[Items listed in a dataset]
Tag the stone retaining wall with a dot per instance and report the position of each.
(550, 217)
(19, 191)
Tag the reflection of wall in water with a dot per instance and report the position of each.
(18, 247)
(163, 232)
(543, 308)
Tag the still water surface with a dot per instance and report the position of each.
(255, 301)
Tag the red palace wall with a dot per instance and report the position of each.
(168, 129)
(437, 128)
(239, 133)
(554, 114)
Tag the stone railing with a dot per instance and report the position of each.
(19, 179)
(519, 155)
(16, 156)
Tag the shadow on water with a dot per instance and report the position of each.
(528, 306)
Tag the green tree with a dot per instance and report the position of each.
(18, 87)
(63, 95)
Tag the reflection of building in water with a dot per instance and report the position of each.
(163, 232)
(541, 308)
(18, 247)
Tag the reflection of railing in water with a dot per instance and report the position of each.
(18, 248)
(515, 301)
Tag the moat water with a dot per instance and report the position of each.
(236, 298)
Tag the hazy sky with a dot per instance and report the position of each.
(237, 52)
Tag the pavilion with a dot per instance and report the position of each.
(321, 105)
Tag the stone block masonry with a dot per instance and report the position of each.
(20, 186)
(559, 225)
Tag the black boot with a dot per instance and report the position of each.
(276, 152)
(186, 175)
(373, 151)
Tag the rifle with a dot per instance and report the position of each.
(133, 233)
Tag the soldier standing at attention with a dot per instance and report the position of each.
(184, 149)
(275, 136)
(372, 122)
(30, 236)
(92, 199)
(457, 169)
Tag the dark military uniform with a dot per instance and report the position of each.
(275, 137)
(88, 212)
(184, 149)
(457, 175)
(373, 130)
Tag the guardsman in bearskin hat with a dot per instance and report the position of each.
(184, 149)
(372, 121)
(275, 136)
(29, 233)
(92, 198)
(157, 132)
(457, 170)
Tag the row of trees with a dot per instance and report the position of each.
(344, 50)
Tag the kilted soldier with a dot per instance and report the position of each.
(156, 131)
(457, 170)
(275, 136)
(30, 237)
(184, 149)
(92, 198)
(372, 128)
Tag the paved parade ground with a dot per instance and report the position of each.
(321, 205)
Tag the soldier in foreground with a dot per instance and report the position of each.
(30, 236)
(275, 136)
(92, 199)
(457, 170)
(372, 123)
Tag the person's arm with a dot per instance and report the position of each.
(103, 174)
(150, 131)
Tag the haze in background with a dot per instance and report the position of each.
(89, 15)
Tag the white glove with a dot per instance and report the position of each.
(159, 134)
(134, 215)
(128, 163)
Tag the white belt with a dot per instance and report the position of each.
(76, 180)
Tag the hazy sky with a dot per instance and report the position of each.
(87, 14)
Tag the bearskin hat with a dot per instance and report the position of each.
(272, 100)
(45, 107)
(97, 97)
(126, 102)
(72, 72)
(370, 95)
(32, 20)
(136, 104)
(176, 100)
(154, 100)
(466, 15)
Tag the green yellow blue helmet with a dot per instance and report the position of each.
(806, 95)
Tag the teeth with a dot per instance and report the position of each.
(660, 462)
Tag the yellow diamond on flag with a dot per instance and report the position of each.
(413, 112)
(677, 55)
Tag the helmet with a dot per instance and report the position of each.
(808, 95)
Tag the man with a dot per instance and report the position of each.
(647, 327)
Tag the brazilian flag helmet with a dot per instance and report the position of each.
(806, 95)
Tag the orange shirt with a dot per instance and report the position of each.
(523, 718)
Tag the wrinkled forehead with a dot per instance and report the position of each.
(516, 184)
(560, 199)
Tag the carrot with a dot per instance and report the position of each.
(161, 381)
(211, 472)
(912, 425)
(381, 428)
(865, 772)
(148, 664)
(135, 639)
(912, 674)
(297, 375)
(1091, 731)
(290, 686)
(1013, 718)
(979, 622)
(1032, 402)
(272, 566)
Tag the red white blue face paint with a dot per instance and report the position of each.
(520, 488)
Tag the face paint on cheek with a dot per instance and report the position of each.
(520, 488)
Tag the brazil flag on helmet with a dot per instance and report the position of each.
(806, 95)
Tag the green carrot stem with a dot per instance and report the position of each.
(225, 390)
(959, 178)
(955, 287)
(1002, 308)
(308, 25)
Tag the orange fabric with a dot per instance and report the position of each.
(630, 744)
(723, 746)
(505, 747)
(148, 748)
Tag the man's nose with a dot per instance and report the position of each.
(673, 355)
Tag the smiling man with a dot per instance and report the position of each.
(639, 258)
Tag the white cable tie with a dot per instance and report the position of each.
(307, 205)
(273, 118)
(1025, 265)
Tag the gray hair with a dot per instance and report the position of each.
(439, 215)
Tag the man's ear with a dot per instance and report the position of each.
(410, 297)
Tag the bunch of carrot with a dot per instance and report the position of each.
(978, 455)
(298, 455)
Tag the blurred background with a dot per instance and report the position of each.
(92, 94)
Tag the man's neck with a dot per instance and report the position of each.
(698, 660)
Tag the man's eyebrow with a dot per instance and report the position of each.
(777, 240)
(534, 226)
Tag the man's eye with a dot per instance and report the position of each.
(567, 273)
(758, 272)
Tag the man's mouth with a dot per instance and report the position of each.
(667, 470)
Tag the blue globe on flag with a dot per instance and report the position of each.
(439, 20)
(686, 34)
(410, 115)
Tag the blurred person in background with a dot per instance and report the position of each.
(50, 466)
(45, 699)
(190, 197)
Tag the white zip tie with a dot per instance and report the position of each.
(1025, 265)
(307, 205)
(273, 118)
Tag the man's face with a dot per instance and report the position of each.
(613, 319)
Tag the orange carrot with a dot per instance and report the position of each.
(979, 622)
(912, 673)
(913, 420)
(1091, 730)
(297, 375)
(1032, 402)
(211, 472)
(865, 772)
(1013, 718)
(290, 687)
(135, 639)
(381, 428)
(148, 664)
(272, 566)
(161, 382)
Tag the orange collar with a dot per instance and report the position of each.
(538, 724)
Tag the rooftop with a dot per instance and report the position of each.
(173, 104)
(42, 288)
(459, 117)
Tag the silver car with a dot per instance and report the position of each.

» WHAT THIS TASK INVOLVES
Word for word, restate all of the data shown above.

» EXERCISE RESPONSE
Tag the stone retaining wall with a dot per instance and report the position of each.
(550, 217)
(19, 191)
Tag the reflection of wall in water with a dot per instance and report the position of each.
(18, 247)
(163, 232)
(543, 308)
Tag the still water surface with a dot per instance and report the position of each.
(255, 301)
Tag the red palace wall with a dot per instance and report the position of each.
(168, 129)
(437, 128)
(239, 133)
(554, 114)
Tag the stone railing with a dot per instance and report the position of each.
(19, 179)
(519, 155)
(16, 156)
Tag the shadow on water with a dot per instance and report the position of each.
(528, 306)
Tag the green tree with a dot per instance and report the position of each.
(18, 87)
(63, 95)
Tag the reflection of building in water with a dot per instance and report the position of each.
(163, 232)
(541, 308)
(18, 247)
Tag the reflection of railing in water with a dot per instance and report the position of each.
(18, 248)
(515, 301)
Tag the moat water with a dot per instance and report the position of each.
(236, 298)
Tag the hazy sky with a dot per instance and report the position of each.
(237, 52)
Tag the pavilion with a dot per instance and report the position of each.
(321, 105)
Tag the stone block masonry with a dot per instance and report the position of each.
(20, 186)
(559, 225)
Tag the black boot with a dot per instance and report the position of each.
(276, 152)
(186, 175)
(373, 151)
Tag the rifle with a dot per instance and report the position of each.
(133, 233)
Tag the soldier standing at attention with a dot per instance and report the position of each.
(184, 149)
(275, 136)
(372, 122)
(30, 236)
(92, 199)
(457, 169)
Tag the dark military uniform with a dot per instance and report the position of each.
(275, 137)
(88, 212)
(184, 149)
(457, 175)
(373, 130)
Tag the guardsman in bearskin hat with a dot per instance and report the position of each.
(184, 149)
(372, 121)
(275, 136)
(29, 233)
(92, 198)
(157, 132)
(457, 170)
Tag the row of trees with a dot per instance and report the position of each.
(344, 50)
Tag the kilted soldier with a dot per instance and report the position of each.
(156, 131)
(457, 170)
(275, 136)
(30, 237)
(184, 149)
(92, 198)
(372, 128)
Tag the paved parade ground with a dot per instance and report the position of each.
(321, 205)
Tag the soldier in foreground with a dot per instance and report the position of each.
(30, 236)
(275, 136)
(92, 199)
(457, 170)
(372, 123)
Tag the person's arm with a dot per instance and report the position of each.
(103, 174)
(150, 131)
Tag the haze in background with a dot per instance and report the position of each.
(89, 15)
Tag the white glove with a dot per instance and report the position of each.
(159, 134)
(134, 215)
(128, 163)
Tag the white belt with a dot per instance and report the position of each.
(76, 180)
Tag the hazy sky with a dot per instance and report the position of each.
(87, 14)
Tag the bearskin hat with a dot per instance and report the position of each.
(272, 100)
(45, 107)
(97, 97)
(126, 102)
(72, 72)
(370, 95)
(32, 20)
(136, 104)
(176, 100)
(154, 100)
(466, 15)
Tag the green yellow blue helmet with a dot per instance and report the position of each.
(806, 95)
Tag the teeth with a dot per instance and report the position of each.
(660, 462)
Tag the yellow diamond on flag with a dot per instance and report the position of each.
(413, 112)
(677, 55)
Tag the helmet with a dot per instance and report the position of each.
(808, 95)
Tag the man with a dot per instance and report the position of each.
(647, 327)
Tag the brazilian flag helmet with a dot per instance and report the position of each.
(806, 95)
Tag the orange shirt with a dot per instance and report the position of each.
(523, 718)
Tag the wrinkled forehead with a dot per instance and report the position of each.
(516, 184)
(560, 199)
Tag the carrot with a dot per instance and report the position of each.
(161, 381)
(211, 472)
(912, 425)
(381, 428)
(865, 772)
(148, 664)
(135, 639)
(912, 674)
(297, 375)
(1091, 731)
(290, 686)
(1013, 718)
(979, 622)
(1032, 402)
(272, 566)
Tag the red white blue face paint with a dot per instance and report the position of each.
(520, 488)
Tag the face paint on cheek with a dot per instance and report the position of each.
(520, 488)
Tag the brazil flag on helmet with a dot per instance and report the position of each.
(806, 95)
Tag the green carrot stem with a dot per instance and report the position of each.
(225, 390)
(959, 178)
(955, 287)
(1002, 308)
(308, 25)
Tag the orange fabric with a dot per instance and report the position of each.
(630, 744)
(723, 746)
(505, 747)
(148, 748)
Tag the man's nose with a dot per instance and report the position of each.
(673, 355)
Tag the smiling man with a dot per instance and report the position of each.
(639, 258)
Tag the white cable tie with a dot per instance and report the position of each.
(307, 205)
(273, 118)
(1025, 265)
Tag the gray hair with a dot per instance and report the position of each.
(439, 215)
Tag the man's ear with a dot per instance and report the position of each.
(410, 297)
Tag the bunch of carrot with a dot per instance and report the position of each.
(978, 455)
(298, 455)
Tag the blurred background with a dot per instance and report the position of each.
(92, 94)
Tag the man's neck with a dot per instance and report the position of each.
(698, 660)
Tag the man's eyebrow with a dot per instance and report the position of each.
(777, 240)
(534, 226)
Tag the man's eye with a dot per instance and report the position of each.
(567, 273)
(758, 272)
Tag the man's mouth with a dot per instance and report the position of each.
(667, 470)
Tag the blue globe on flag with a dot per instance and report the position of each.
(439, 20)
(686, 34)
(410, 115)
Tag the blurred person in background with a dot per instance and report the position of each.
(50, 466)
(45, 699)
(190, 197)
Tag the white zip tie with a dot per instance and report the position of each.
(1025, 265)
(307, 205)
(273, 118)
Tag the man's face with a dot per instance and report the position of each.
(613, 319)
Tag the orange carrot with a dot per instance and report the position of each.
(979, 622)
(912, 673)
(913, 420)
(1091, 730)
(297, 375)
(1032, 402)
(211, 472)
(865, 772)
(1013, 718)
(290, 687)
(135, 639)
(381, 428)
(148, 664)
(272, 566)
(161, 382)
Tag the orange collar with a dot per instance and report the position of each.
(538, 724)
Tag the rooftop with a dot per instance and report the position of each.
(173, 104)
(42, 288)
(459, 117)
Tag the silver car with a dot per instance and report the position of each.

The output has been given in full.